_Instruction_:
Copy every one of the following records line for line, keeping each character unchanged.

_Data supplied_:
* * * * *

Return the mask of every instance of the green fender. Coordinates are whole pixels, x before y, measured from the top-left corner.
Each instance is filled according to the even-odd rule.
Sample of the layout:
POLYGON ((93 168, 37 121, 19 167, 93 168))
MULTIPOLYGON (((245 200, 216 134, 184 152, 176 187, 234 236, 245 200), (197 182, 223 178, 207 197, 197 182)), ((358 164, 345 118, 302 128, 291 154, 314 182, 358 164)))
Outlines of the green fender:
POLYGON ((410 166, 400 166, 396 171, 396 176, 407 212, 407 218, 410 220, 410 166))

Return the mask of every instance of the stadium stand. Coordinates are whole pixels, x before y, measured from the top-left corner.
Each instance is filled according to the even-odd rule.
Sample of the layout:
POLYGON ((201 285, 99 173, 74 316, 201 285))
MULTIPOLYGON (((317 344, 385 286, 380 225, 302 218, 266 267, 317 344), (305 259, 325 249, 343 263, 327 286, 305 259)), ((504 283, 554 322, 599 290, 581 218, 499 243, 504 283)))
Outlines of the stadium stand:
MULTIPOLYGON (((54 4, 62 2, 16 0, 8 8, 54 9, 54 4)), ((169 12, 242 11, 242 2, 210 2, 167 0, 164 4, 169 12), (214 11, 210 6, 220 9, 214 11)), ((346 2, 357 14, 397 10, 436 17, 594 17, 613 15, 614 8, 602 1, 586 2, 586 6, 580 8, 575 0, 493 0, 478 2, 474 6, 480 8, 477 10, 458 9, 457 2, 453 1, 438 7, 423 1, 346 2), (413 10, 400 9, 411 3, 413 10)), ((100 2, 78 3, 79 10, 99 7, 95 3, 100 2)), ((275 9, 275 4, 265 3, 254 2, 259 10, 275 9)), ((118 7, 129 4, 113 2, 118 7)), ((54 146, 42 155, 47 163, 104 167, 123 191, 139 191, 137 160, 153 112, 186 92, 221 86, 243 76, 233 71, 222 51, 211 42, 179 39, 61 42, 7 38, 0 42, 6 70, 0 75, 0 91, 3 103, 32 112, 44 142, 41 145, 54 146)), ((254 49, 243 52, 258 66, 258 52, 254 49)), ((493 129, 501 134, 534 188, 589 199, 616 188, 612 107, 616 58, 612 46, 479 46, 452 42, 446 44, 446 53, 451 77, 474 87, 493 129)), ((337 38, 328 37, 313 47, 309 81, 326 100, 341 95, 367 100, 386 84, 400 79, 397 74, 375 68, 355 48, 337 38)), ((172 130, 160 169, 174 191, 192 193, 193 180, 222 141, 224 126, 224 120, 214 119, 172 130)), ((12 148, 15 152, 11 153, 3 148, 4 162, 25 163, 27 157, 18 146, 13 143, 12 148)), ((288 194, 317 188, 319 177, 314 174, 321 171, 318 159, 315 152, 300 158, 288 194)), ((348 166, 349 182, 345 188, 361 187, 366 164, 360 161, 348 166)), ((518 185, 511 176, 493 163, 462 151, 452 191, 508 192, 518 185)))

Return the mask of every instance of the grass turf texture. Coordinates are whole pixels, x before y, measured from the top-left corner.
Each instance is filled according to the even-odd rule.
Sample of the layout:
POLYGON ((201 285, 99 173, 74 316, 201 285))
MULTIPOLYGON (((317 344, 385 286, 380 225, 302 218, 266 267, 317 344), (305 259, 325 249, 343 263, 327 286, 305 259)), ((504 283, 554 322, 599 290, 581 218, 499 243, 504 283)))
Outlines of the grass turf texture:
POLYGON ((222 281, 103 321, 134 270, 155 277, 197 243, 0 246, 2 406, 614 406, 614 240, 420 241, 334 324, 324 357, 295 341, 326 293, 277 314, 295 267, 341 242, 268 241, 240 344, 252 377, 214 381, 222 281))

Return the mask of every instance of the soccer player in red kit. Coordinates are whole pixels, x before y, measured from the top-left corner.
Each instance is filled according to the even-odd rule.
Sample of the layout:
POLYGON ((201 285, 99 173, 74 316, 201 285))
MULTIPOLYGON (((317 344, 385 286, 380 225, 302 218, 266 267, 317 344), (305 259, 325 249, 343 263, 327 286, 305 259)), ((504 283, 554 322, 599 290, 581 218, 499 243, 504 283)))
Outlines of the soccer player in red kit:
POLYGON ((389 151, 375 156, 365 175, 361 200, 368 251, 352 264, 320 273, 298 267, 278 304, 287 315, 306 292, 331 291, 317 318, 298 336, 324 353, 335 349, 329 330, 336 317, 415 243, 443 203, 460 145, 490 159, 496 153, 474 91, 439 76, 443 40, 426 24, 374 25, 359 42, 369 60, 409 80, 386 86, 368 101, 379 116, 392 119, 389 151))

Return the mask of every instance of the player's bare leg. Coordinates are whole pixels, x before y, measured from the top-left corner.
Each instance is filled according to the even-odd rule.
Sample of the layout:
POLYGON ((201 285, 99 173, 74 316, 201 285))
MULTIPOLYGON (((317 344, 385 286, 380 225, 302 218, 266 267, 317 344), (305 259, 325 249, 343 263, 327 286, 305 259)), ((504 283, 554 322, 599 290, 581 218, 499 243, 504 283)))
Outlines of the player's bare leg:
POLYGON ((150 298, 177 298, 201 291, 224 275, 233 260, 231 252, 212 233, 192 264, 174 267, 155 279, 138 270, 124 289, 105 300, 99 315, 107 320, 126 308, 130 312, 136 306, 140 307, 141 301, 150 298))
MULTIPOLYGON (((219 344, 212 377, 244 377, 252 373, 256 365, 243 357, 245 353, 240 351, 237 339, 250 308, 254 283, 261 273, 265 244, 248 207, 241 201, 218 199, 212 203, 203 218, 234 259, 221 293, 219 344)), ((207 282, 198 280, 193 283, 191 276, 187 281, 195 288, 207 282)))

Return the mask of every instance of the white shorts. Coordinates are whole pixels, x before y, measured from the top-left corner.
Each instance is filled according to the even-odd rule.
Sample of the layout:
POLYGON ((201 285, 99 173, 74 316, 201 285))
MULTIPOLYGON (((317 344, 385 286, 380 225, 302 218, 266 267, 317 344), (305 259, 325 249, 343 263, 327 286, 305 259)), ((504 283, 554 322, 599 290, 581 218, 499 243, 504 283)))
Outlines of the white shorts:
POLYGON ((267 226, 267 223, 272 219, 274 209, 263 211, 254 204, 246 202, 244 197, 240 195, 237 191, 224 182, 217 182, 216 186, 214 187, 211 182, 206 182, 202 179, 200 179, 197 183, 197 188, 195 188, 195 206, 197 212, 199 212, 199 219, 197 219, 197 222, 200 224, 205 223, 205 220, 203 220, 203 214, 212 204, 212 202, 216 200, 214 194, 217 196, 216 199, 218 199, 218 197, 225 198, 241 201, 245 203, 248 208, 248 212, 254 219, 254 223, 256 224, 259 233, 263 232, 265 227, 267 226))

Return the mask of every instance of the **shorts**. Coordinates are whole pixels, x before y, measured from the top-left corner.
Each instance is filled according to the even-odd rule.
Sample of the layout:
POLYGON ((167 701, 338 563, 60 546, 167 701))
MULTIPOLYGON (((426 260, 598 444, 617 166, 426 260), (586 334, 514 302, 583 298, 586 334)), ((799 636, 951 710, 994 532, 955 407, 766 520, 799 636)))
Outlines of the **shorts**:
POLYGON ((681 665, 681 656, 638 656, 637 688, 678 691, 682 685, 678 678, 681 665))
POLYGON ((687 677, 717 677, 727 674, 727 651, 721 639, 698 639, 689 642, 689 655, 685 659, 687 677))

* * * * *

_The solution_:
Return the mask of every instance of the green fender. Coordinates are whole pixels, x before y, measured from the top-left corner.
Each instance is filled according to the even-odd rule.
Sample of the layout:
POLYGON ((93 168, 37 121, 19 167, 93 168))
MULTIPOLYGON (((245 200, 216 134, 184 152, 176 187, 234 236, 245 200), (197 182, 223 178, 207 197, 197 182)), ((358 164, 345 118, 302 128, 291 154, 314 182, 358 164)))
Outlines of the green fender:
POLYGON ((410 166, 400 166, 396 171, 396 176, 407 212, 407 218, 410 220, 410 166))

Return the mask of every instance of the stadium stand. Coordinates are whole pixels, x before y, measured from the top-left corner.
Each instance is filled according to the even-odd rule.
Sample of the layout:
POLYGON ((201 285, 99 173, 74 316, 201 285))
MULTIPOLYGON (((317 344, 385 286, 380 225, 302 218, 266 267, 317 344), (305 259, 325 249, 343 263, 327 286, 305 259)), ((504 283, 554 322, 599 290, 581 218, 499 243, 504 283)))
Outlines of the stadium stand:
MULTIPOLYGON (((54 4, 62 2, 16 0, 8 8, 54 9, 54 4)), ((169 12, 242 11, 242 2, 210 2, 167 0, 164 4, 169 12), (214 11, 210 6, 220 9, 214 11)), ((346 2, 357 14, 397 10, 436 17, 594 17, 613 15, 614 8, 602 1, 586 2, 586 6, 580 8, 575 0, 493 0, 478 2, 474 6, 480 8, 477 10, 458 9, 457 2, 453 1, 438 7, 423 1, 346 2), (413 10, 400 9, 411 3, 413 10)), ((100 2, 78 3, 79 10, 99 7, 95 3, 100 2)), ((275 9, 275 4, 265 3, 254 2, 259 10, 275 9)), ((118 7, 129 4, 113 2, 118 7)), ((54 146, 42 155, 47 163, 104 167, 123 191, 139 191, 137 160, 153 112, 186 92, 221 86, 243 76, 233 71, 222 51, 211 42, 179 39, 61 42, 7 38, 0 42, 6 70, 0 75, 0 91, 3 103, 32 112, 44 142, 41 145, 54 146)), ((254 49, 243 52, 258 66, 258 52, 254 49)), ((493 129, 501 134, 534 188, 589 199, 616 188, 612 107, 616 58, 612 46, 479 46, 452 42, 446 44, 446 53, 451 77, 474 87, 493 129)), ((337 38, 328 37, 313 47, 309 81, 326 100, 341 95, 367 100, 386 84, 400 79, 397 74, 375 68, 355 48, 337 38)), ((172 130, 160 169, 174 191, 192 193, 193 180, 222 141, 224 126, 224 120, 214 119, 172 130)), ((12 148, 15 152, 11 153, 3 148, 4 162, 25 163, 27 157, 18 146, 13 143, 12 148)), ((288 194, 317 188, 319 177, 314 174, 321 171, 318 159, 315 152, 300 158, 288 194)), ((348 166, 349 182, 345 188, 361 187, 366 164, 360 161, 348 166)), ((518 185, 511 176, 493 163, 462 151, 452 191, 508 192, 518 185)))

Return the mask of every instance of the grass turf texture. Coordinates are whole pixels, x before y, measured from the top-left corner.
Each instance is filled according to the even-odd rule.
Sample of the layout:
POLYGON ((201 285, 99 173, 74 316, 201 285))
MULTIPOLYGON (((317 344, 385 286, 380 225, 302 218, 266 267, 317 344), (305 259, 325 249, 343 263, 327 286, 305 259)), ((504 283, 554 322, 599 290, 581 218, 499 243, 504 283)))
Outlines of the grass turf texture:
POLYGON ((222 281, 103 321, 134 270, 155 277, 197 243, 0 246, 2 406, 614 406, 614 240, 420 241, 334 324, 324 357, 295 341, 326 293, 277 314, 295 267, 341 242, 268 241, 240 344, 252 377, 214 381, 222 281))

Return the mask of every instance of the soccer player in red kit. Coordinates are whole pixels, x before y, measured from the top-left corner.
Each instance is filled according to the even-odd rule.
Sample of the layout:
POLYGON ((201 285, 99 173, 74 316, 201 285))
MULTIPOLYGON (((317 344, 385 286, 380 225, 302 218, 266 267, 317 344), (305 259, 325 249, 343 263, 327 286, 305 259)), ((504 283, 554 322, 599 290, 581 218, 499 243, 504 283)))
Outlines of the soccer player in red kit:
POLYGON ((389 151, 375 156, 365 175, 361 200, 368 251, 352 264, 320 273, 298 267, 278 304, 287 315, 306 292, 331 291, 317 318, 298 336, 324 353, 335 349, 329 330, 336 317, 415 243, 443 203, 460 145, 490 159, 496 153, 474 91, 439 76, 443 40, 426 24, 374 25, 359 42, 369 60, 409 80, 386 86, 368 101, 379 116, 392 119, 389 151))

Return the mask of every instance of the player's bare leg. Coordinates are whole pixels, x before y, measured from the top-left corner.
Each instance is filled according to the even-odd rule.
Sample of the layout:
POLYGON ((201 285, 99 173, 74 316, 201 285))
MULTIPOLYGON (((317 344, 385 286, 380 225, 302 218, 266 267, 317 344), (305 259, 325 249, 343 263, 327 286, 305 259)), ((504 283, 554 322, 599 290, 581 218, 499 243, 504 283)))
Outlines of the player's bare leg:
POLYGON ((150 298, 177 298, 201 291, 224 275, 233 260, 231 252, 212 233, 192 264, 174 267, 155 279, 138 270, 124 289, 105 300, 99 315, 107 320, 126 308, 130 312, 136 306, 140 307, 141 301, 150 298))
MULTIPOLYGON (((219 344, 212 377, 244 377, 252 373, 256 365, 243 357, 245 353, 240 351, 237 339, 250 308, 254 283, 261 273, 265 244, 248 207, 241 201, 218 199, 212 203, 203 218, 234 259, 221 293, 219 344)), ((207 282, 198 280, 193 283, 191 276, 187 281, 195 288, 207 282)))

Return the mask of every instance of the white shorts. Coordinates are whole pixels, x before y, measured from the top-left corner.
Each instance is filled according to the even-odd rule.
Sample of the layout:
POLYGON ((201 285, 99 173, 74 316, 201 285))
MULTIPOLYGON (((317 344, 385 286, 380 225, 302 218, 266 267, 317 344), (305 259, 325 249, 343 263, 327 286, 305 259)), ((504 283, 554 322, 599 290, 581 218, 499 243, 504 283)))
Outlines of the white shorts:
POLYGON ((267 226, 267 223, 272 219, 274 209, 263 211, 254 204, 246 202, 244 197, 240 195, 237 191, 224 182, 217 182, 216 186, 214 187, 211 182, 206 182, 202 179, 200 179, 197 183, 197 188, 195 188, 195 206, 197 212, 199 212, 199 219, 197 219, 197 222, 200 224, 205 223, 205 220, 203 220, 203 214, 212 204, 212 202, 216 200, 214 194, 217 196, 216 199, 218 199, 218 197, 225 198, 241 201, 245 203, 248 208, 248 212, 254 219, 254 223, 256 224, 259 233, 263 232, 265 227, 267 226))

Return the mask of every instance of the **shorts**. Coordinates are whole pixels, x before y, measured from the top-left corner.
Each instance is filled according to the even-odd rule.
Sample of the layout:
POLYGON ((167 701, 338 563, 60 546, 167 701))
MULTIPOLYGON (((426 260, 598 444, 617 166, 426 260), (586 334, 514 302, 583 298, 586 334)), ((799 636, 951 710, 994 532, 955 407, 766 520, 799 636)))
Outlines of the **shorts**:
POLYGON ((681 665, 681 656, 638 656, 637 688, 678 691, 682 685, 678 678, 681 665))
POLYGON ((687 677, 717 677, 727 674, 727 651, 721 639, 698 639, 689 642, 689 655, 685 659, 687 677))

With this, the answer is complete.